### [DOCUMENT PASSAGE]

%%

On appeal from the Superior Court of New Jersey, Chancery Division, Family Part, Mercer County, Docket No. FD-11-414-00.
Before Judges Stern, Collester and Fall.
The opinion of the court was delivered by: Fall, J.A.D.
NOT FOR PUBLICATION WITHOUT THE APPROVAL OF THE APPELLATE DIVISION
Argued: December 12, 2000
The primary issue in this appeal is whether the facts contained in this record support a finding of in personam jurisdiction of the Family Part over the California-resident father in an action by the New Jersey-resident custodial mother seeking the allocation of the college costs of the parties' unemancipated daughter. Because the parties were divorced in California, child support was established in California and subsequently modified through interstate proceedings in California, and the father has insufficient minimum contacts with this State, we conclude the Family Part lacks personal jurisdiction over the father and cannot entertain an action seeking to impose an obligation upon him for the college costs of the child.
Defendant, Gregory K. Sharp, appeals from entry of an order on November 5, 1999, denying his motion for dismissal. Defendant had moved to dismiss, on jurisdictional grounds, the application of plaintiff, Abbey L. Sharp, that sought an order compelling defendant to contribute to the college costs of the parties' unemancipated daughter, Jennie Suzanne Sharp.
The parties were married in California on August 18, 1973, separated in September 1981, and were divorced in the State of California by judgment of the Superior Court of California, San Bernardino County, on or about February 25, 1982. One child was born of the marriage, Jennie Suzanne Sharp, on March 15, 1980. The California judgment of divorce incorporated the parties' marital settlement agreement, which vested custody of Jennie with plaintiff and required defendant to pay plaintiff the sum of $50 per month in child support, "continuing until the child reaches her majority, marries, dies, becomes self-supporting, or further order of the Court, whichever first occurs." The judgment and agreement are silent on the issue of responsibility for the future college costs of the child. In June 1983, plaintiff and Jennie moved to New Jersey, where they have since lived. Defendant remains a resident of California.

%%

[Stored data entries]
%%

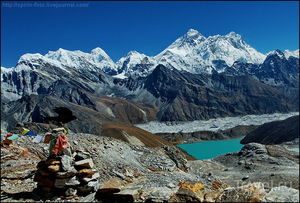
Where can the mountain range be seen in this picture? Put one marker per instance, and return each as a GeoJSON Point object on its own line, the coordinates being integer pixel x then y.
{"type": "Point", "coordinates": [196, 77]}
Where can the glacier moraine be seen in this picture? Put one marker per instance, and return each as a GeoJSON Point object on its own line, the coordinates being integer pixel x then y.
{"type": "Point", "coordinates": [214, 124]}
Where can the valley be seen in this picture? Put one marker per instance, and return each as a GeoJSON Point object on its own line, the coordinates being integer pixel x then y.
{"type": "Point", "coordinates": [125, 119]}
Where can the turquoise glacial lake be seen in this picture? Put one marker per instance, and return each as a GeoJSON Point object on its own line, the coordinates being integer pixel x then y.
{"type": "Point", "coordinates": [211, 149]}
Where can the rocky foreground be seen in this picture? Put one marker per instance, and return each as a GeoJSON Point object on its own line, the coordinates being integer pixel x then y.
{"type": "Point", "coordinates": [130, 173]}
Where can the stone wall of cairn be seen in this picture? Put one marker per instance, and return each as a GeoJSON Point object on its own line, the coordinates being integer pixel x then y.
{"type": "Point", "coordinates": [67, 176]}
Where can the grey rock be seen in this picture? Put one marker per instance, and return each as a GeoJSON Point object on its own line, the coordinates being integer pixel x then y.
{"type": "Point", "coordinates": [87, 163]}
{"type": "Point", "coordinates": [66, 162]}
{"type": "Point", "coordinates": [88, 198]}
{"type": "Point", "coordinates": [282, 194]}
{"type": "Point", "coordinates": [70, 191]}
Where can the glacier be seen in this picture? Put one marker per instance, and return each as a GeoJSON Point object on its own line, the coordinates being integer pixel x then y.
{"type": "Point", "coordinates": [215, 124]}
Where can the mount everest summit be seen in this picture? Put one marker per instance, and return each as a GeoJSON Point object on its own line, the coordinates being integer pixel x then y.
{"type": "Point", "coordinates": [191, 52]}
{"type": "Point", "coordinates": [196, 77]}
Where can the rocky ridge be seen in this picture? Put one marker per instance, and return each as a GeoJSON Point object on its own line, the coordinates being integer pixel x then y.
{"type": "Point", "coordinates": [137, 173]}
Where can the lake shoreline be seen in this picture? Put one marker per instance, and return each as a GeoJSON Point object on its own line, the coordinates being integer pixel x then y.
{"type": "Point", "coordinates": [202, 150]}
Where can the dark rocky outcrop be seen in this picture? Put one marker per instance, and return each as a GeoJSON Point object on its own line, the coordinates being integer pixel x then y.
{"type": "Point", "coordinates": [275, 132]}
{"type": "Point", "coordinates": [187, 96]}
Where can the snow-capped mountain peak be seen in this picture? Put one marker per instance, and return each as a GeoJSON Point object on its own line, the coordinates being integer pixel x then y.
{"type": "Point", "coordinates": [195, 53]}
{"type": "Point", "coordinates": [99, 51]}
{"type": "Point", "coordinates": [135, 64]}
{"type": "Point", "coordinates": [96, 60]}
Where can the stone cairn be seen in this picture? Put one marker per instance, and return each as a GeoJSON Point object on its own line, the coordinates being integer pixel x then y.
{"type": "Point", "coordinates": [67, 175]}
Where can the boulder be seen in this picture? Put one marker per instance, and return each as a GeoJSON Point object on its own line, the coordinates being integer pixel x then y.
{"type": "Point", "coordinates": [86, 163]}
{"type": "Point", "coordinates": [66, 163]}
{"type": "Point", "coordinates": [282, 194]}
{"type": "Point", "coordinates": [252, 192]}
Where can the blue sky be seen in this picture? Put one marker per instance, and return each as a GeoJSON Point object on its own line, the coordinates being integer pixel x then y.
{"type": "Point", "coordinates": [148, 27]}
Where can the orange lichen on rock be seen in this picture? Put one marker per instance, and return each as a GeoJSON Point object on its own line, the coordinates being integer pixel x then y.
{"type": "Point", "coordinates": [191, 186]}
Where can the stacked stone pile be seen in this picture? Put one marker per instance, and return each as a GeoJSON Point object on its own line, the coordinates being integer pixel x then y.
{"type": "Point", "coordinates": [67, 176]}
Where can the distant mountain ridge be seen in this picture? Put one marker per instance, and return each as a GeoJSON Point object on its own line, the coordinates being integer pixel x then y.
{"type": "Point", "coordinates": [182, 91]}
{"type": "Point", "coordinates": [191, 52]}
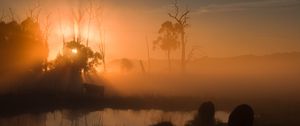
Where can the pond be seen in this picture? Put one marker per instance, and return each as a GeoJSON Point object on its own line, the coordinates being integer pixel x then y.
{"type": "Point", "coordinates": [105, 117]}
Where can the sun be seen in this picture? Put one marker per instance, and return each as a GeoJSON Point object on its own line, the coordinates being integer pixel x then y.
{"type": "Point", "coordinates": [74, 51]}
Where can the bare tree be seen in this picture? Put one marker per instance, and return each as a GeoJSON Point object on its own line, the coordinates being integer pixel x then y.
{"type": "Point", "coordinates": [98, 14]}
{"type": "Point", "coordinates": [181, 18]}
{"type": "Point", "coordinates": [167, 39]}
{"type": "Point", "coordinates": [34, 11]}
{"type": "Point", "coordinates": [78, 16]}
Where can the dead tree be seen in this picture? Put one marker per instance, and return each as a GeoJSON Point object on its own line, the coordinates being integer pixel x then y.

%%

### [LIST OF TASKS]
- 1) Decide whether each statement agrees with the appeal opinion above, answering yes or no and quoting the words from the opinion that settle it. (a) The parties' daughter was born in 1980. (b) The California divorce judgment made the father responsible for the child's future college costs. (c) The mother and daughter moved to New Jersey in 1983.
- 2) Write the next part of the appeal opinion in the Sharp college-costs case, beginning after its final sentence.

### [RESPONSES FOR EACH TASK]
- 1)
(a) Yes: "Jennie Suzanne Sharp, on March 15, 1980."
(b) No: "The judgment and agreement are silent on the issue of responsibility for the future college costs of the child."
(c) Yes: "In June 1983, plaintiff and Jennie moved to New Jersey, where they have since lived."

- 2)
Defendant's child support contributions were increased progressively over the years through proceedings initiated by plaintiff under the Revised Uniform Reciprocal Enforcement of Support Act (RURESA), N.J.S.A. 2A:4-30.1 to -30.64, reaching the sum of $475 per month in 1993. Jennie and defendant maintained a strong relationship over the years and she would spend each summer with defendant in California. In September 1998 defendant ceased paying child support for Jennie.
Jennie graduated from high school in June 1998 and began her freshman year of college in August 1998 at the University of Massachusetts, at a cost of approximately $14,204 annually. In a letter to defendant dated July 23, 1998, plaintiff requested defendant to contribute to Jennie's college costs by paying fifty- percent thereof through an increase in his monthly child support by $700. The issue of Jennie's college costs was not resolved by the parties.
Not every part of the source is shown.